(Stored data)
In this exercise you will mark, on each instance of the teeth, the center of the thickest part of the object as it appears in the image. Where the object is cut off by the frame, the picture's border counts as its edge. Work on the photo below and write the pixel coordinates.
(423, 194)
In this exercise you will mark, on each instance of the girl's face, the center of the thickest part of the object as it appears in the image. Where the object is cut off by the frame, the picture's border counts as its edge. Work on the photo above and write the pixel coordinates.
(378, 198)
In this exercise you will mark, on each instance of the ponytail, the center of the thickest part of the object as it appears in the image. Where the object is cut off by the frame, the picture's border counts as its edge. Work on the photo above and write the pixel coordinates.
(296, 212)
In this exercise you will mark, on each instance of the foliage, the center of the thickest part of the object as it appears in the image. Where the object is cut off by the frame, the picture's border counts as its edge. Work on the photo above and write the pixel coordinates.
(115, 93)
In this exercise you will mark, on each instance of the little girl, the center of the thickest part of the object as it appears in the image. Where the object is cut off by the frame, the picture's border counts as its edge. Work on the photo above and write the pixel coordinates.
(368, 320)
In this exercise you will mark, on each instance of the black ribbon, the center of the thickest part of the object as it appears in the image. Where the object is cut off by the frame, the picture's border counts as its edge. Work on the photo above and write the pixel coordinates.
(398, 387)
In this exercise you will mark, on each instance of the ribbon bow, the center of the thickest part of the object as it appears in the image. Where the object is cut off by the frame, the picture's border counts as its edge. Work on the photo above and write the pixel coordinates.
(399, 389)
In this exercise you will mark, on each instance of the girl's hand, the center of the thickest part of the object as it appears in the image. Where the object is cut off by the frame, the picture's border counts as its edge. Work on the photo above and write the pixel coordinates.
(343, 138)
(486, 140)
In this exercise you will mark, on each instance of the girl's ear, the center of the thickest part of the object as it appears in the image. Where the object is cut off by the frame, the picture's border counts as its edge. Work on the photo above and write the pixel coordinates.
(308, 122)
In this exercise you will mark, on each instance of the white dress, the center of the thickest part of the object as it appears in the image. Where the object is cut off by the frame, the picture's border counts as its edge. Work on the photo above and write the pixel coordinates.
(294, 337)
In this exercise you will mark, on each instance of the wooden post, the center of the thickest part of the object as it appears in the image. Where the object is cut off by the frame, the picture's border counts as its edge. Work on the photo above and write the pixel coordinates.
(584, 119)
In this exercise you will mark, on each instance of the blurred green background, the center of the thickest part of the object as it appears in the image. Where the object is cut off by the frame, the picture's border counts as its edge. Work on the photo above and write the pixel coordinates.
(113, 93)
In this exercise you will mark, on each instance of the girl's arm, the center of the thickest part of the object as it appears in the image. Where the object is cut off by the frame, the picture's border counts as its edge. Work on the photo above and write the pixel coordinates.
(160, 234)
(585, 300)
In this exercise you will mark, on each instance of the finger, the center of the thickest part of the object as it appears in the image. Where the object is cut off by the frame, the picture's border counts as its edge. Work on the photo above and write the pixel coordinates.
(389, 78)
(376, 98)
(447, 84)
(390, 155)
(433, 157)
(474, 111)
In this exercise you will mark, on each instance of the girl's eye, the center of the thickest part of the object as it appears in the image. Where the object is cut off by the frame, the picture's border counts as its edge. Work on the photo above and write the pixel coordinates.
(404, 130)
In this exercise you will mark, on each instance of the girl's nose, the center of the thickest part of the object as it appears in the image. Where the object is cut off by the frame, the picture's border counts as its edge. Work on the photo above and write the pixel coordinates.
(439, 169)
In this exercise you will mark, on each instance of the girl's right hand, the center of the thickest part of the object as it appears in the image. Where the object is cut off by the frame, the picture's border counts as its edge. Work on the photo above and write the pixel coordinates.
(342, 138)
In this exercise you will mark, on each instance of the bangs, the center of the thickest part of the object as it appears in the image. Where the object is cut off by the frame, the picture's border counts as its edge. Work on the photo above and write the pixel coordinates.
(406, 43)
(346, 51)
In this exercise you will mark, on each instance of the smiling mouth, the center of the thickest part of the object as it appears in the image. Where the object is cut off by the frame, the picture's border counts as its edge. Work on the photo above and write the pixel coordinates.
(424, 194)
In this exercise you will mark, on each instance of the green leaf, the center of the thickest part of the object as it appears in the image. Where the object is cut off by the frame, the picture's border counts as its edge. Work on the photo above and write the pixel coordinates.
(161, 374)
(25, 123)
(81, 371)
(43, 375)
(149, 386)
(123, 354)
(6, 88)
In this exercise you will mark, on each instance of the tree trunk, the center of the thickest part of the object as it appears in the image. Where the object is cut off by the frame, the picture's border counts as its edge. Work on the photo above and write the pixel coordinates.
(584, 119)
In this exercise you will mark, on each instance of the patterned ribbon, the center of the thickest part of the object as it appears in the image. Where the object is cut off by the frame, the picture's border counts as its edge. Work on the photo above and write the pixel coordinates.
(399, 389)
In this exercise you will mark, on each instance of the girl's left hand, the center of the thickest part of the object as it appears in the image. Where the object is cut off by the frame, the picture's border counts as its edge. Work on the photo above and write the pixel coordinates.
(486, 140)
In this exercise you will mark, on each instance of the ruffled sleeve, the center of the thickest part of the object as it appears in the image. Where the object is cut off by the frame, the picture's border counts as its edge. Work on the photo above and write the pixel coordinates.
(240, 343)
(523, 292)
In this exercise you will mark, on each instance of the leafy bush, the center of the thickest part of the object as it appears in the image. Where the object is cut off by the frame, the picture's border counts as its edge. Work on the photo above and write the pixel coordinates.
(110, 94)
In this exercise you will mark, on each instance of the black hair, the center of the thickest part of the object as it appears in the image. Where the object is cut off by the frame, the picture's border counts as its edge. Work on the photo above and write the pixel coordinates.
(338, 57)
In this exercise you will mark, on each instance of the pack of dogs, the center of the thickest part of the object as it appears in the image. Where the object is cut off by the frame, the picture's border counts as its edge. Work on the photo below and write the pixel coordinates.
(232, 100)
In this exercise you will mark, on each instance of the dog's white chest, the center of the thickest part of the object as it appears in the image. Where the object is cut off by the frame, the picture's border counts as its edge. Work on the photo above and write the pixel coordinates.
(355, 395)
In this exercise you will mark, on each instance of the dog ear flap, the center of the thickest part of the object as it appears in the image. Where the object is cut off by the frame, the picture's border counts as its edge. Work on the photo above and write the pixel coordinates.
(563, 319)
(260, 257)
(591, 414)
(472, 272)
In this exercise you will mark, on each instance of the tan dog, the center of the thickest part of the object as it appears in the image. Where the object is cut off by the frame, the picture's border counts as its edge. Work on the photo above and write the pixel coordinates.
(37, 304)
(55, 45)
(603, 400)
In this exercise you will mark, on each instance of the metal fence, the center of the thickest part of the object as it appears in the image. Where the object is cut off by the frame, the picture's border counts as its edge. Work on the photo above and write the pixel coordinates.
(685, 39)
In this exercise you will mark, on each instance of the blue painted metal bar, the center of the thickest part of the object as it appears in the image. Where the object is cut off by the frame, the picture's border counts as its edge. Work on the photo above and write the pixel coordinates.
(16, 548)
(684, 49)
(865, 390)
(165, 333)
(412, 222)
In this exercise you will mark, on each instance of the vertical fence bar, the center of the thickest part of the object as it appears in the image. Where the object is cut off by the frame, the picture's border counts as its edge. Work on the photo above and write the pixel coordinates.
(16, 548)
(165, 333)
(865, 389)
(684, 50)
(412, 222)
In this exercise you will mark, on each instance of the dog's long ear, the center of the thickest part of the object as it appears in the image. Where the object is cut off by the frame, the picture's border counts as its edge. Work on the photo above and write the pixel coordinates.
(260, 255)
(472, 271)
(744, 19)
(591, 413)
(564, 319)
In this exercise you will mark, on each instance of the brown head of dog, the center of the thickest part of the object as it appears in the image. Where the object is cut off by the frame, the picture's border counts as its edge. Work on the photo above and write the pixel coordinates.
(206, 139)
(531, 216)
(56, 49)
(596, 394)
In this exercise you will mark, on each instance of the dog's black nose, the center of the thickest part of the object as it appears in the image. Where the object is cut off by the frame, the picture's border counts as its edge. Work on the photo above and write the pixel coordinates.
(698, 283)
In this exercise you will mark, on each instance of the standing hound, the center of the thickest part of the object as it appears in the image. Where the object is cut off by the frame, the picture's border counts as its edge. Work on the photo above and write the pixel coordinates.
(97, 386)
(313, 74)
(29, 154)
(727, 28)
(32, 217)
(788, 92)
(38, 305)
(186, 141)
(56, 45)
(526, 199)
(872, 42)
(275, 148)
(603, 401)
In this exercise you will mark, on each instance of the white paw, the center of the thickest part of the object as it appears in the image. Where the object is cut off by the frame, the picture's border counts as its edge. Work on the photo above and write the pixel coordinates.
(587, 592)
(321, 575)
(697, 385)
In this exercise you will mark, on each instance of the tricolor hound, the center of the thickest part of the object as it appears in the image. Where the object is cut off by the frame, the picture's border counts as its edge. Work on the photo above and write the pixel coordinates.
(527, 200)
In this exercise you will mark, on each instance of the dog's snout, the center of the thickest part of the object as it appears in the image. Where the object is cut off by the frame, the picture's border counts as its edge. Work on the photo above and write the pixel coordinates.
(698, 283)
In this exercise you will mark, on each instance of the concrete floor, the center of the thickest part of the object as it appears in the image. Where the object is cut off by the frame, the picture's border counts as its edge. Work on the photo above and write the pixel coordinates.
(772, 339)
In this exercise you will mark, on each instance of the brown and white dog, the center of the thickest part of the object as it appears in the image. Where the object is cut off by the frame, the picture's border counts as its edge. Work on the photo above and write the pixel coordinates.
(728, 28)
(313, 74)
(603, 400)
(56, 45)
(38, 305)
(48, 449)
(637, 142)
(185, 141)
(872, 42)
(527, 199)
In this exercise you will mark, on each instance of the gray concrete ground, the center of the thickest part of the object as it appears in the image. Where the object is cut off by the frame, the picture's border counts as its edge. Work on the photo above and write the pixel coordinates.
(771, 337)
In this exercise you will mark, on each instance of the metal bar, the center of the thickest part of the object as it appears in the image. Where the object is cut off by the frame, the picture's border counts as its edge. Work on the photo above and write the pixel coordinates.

### EXERCISE GOAL:
From the line containing "dog's snout, the" through the last line of the records above, reproduce every line exactly.

### ANSWER:
In this exercise you will mark, on each instance of the dog's snout, the center of the thickest part of the object as it appears in the image. Where the object is cut off by the frame, the picture's border counts as its edge. Work on the photo above and write the pixel coordinates.
(698, 283)
In this exercise you will mark, on each instance of the concrete floor, the center of the thickest part of the object as it appears in the image. Where the object is cut off by the frame, the picture's border counts as its edge. Work on the photo above and write the pixel coordinates.
(772, 339)
In this exercise you will mark, on each instance of the brown and white dog, the center of the thickest part of the object as it appears in the image. Where the object is cut off by the frame, the picture's border counts as its edge. Work on the photo above and write the pixel coordinates.
(728, 28)
(313, 74)
(603, 400)
(56, 45)
(38, 305)
(48, 449)
(637, 142)
(185, 141)
(872, 42)
(527, 199)
In this exercise you will mark, on each instance of the gray concrete ground, the center of the thickest part of the object as it appears in the image. Where the object is cut off by the frame, the picture's border counts as its edge. Work on the photo above and write the pixel coordinates.
(771, 337)
In this exercise you will mark, on each instance of the metal bar, the center of the thickest part of the object as it appears in the image. Where the object is cut off by the frame, the picture's border counts as its edge. Work on the photo above and write the pixel coordinates.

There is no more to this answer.